Omit every picture and output the rest of the records exactly as they are.

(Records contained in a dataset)
+--
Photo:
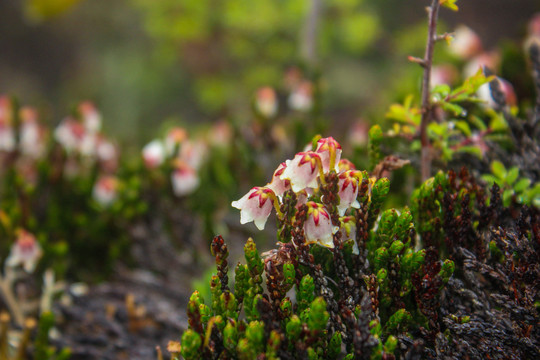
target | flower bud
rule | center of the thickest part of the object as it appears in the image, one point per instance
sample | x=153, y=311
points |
x=278, y=185
x=348, y=190
x=330, y=152
x=318, y=227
+--
Answer to the exercise –
Photo:
target | flower bud
rule | center of the thickest part of the object as it appears in the image, one point per instance
sample | x=153, y=311
points |
x=278, y=185
x=348, y=190
x=330, y=152
x=318, y=227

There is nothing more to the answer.